-- begin Material provided --
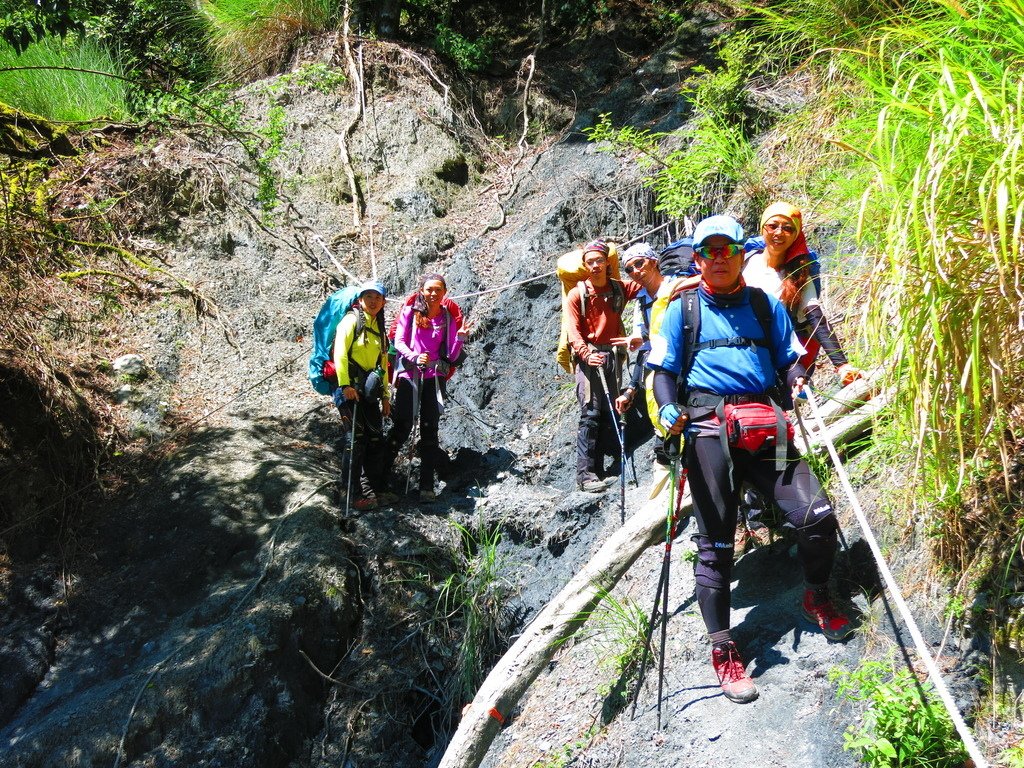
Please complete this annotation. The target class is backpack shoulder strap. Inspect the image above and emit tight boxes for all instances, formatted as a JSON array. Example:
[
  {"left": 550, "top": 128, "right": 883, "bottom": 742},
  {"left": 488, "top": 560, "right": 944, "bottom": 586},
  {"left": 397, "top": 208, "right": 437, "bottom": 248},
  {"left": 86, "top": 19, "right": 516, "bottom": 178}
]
[
  {"left": 678, "top": 288, "right": 700, "bottom": 391},
  {"left": 608, "top": 278, "right": 626, "bottom": 317},
  {"left": 749, "top": 286, "right": 775, "bottom": 352}
]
-- end Material provided --
* Brief *
Reproduce every line of the data above without any changes, leaving the picture out.

* Written answer *
Please complete this annotation. The target class is backpack shoulder strap. Inspect the image above and emit tight boxes for all instances, formatted as a JSON array. Example:
[
  {"left": 550, "top": 128, "right": 883, "bottom": 742},
  {"left": 488, "top": 560, "right": 944, "bottom": 586},
  {"left": 397, "top": 208, "right": 437, "bottom": 248},
  {"left": 86, "top": 19, "right": 516, "bottom": 178}
]
[
  {"left": 678, "top": 288, "right": 700, "bottom": 391},
  {"left": 608, "top": 278, "right": 626, "bottom": 317},
  {"left": 749, "top": 286, "right": 775, "bottom": 352}
]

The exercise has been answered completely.